For me, yesterday was a transition from acting out of duty to serving with all my heart. Our President stood at the podium with dire forecasts that we could see as many as 240,000 deaths in the United States from complications of the Coronavirus. Immediately, my mind went to the time I stood looking over the fields of Gettysburg humbled by the grandeur of the moment where the tremendous loss of life forever touched me. I then thought of the privilege I had enjoyed traveling through the Arlington National Cemetery, observing in awe that so many had sacrificed for us. As I stood watching the ceremony conducted over the Tomb of the Unknown Soldier, my heart sank, knowing how many mother’s lives were forever changed.
Memories are perhaps the way we attempt to understand the unknown. The time we are living in is historical; it mirrors those eras in history that tested character and forged a new commitment to our unity as a country.
At the very moment, the President made his announcement, my selfish feelings of wondering when we would be released from the restrictions we are living under, moved to compassion and obligation. My actions are no longer trying. I stand willing to participate, knowing that if we as citizens of this great country, merely social distance, practice good hygiene, and help those who are unable, we can save lives.

------------

**REQUIRED TASKS:**
1. Please rewrite the Coronavirus reflection starting at "Memories are perhaps" and ending at "as a country.", putting "unprecedented" in place of "historical".
2. Extend the Coronavirus reflection beyond its final sentence.

[Region pointing data]
------------

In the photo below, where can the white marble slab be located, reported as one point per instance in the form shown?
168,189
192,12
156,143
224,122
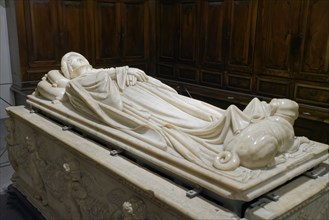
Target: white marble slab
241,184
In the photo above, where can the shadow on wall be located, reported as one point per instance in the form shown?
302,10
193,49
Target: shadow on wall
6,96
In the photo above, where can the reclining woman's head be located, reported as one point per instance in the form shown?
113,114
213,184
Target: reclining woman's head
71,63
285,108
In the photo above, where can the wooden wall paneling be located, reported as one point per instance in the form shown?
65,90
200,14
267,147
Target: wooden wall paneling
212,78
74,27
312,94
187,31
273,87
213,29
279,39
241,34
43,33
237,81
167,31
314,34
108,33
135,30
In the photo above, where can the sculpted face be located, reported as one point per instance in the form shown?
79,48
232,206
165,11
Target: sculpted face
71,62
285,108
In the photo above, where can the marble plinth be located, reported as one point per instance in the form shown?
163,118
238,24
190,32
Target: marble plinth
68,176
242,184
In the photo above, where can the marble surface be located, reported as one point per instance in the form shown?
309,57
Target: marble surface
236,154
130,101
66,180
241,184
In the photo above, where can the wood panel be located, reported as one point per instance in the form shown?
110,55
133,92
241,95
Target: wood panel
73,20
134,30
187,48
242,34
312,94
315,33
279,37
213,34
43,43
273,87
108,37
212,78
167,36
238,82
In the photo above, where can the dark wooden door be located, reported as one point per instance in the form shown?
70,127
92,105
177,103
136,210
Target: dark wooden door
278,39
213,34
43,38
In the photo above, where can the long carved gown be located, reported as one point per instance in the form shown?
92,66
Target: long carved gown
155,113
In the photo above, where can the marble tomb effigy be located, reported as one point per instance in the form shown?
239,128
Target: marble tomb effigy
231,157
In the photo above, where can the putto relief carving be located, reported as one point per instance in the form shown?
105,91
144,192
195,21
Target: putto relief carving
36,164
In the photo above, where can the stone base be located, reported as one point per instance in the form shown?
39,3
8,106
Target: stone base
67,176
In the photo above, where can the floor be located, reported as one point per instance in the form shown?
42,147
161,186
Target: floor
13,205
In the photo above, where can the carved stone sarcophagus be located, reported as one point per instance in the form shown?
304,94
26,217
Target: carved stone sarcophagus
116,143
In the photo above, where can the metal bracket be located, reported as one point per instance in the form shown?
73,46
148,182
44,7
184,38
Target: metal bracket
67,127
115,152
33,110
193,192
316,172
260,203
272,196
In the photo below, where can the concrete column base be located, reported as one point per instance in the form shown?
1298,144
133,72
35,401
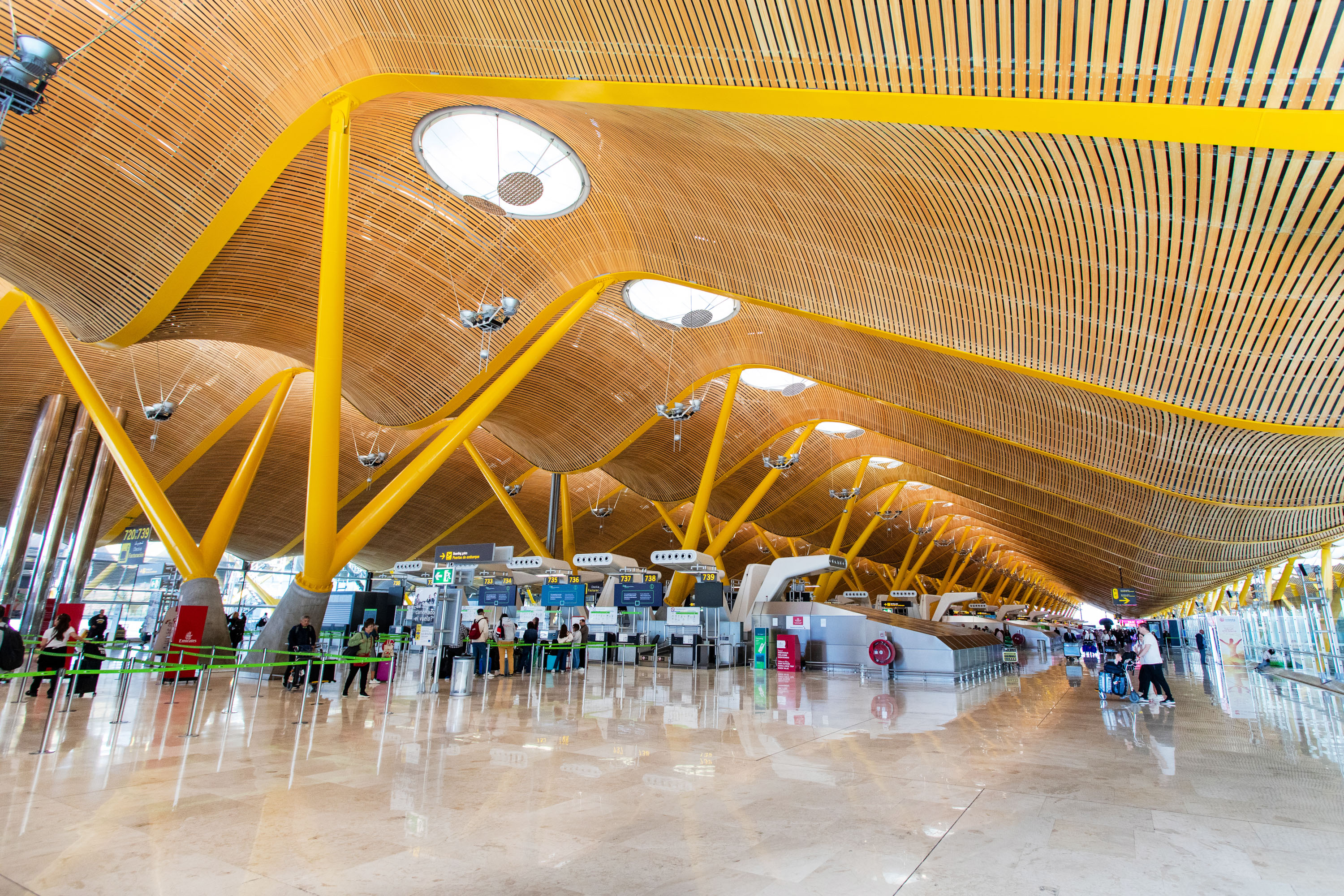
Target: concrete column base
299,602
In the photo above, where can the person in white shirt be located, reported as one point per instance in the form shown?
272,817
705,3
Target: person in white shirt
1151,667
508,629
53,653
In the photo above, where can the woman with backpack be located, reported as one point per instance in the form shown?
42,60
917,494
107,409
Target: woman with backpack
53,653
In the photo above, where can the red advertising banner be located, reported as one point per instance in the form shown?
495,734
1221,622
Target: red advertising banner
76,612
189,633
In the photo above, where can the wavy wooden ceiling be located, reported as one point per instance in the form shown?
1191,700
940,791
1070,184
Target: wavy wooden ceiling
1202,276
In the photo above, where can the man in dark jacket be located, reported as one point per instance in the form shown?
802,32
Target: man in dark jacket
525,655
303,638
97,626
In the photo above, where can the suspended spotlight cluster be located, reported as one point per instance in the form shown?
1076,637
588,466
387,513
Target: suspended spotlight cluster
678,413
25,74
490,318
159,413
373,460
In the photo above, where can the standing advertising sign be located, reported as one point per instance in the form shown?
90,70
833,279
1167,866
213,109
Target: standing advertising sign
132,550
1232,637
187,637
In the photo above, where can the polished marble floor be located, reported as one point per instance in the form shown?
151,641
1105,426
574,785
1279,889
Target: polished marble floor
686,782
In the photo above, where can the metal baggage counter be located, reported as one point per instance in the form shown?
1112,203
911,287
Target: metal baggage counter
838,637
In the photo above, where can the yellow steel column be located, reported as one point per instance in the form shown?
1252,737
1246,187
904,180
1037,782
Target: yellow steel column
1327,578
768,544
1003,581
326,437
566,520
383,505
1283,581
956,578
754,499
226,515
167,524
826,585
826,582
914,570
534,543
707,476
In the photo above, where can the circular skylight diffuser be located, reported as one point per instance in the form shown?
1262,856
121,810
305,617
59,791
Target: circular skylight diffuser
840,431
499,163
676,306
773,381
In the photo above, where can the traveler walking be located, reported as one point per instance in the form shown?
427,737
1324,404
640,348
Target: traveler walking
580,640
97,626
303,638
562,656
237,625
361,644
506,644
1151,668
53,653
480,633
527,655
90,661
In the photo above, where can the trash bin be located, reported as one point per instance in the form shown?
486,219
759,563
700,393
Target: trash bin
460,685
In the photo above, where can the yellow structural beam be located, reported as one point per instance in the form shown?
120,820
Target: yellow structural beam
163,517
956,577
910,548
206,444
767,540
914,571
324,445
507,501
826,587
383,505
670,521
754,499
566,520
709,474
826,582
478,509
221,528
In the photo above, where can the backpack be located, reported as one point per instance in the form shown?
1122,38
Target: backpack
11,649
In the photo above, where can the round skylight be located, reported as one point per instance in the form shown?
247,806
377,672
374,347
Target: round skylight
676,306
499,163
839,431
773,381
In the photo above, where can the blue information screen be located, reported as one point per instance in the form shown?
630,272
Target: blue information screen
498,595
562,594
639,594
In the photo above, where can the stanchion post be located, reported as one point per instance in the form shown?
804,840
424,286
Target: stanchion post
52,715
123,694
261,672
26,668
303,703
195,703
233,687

------------

**RESPONSES PER TASK:**
1.
Memories are perhaps the way we attempt to understand the unknown. The time we are living in is unprecedented; it mirrors those eras in history that tested character and forged a new commitment to our unity as a country.

2.
It is staggering to think our loss could have been higher than all US wars combined! That from our efforts to date, the number is merely a percentage of the potential loss. And, if we but hunker down for a little longer, many of our family, friends, and fellow citizens will live. I am all in! We will win this war!
Gratitude for those who willingly participate, history has shown us how America comes out of her trials. The roaring twenties were the time just after the 1918 flu epidemic. The light at the end of the tunnel is bright, may we be blessed to celebrate once again.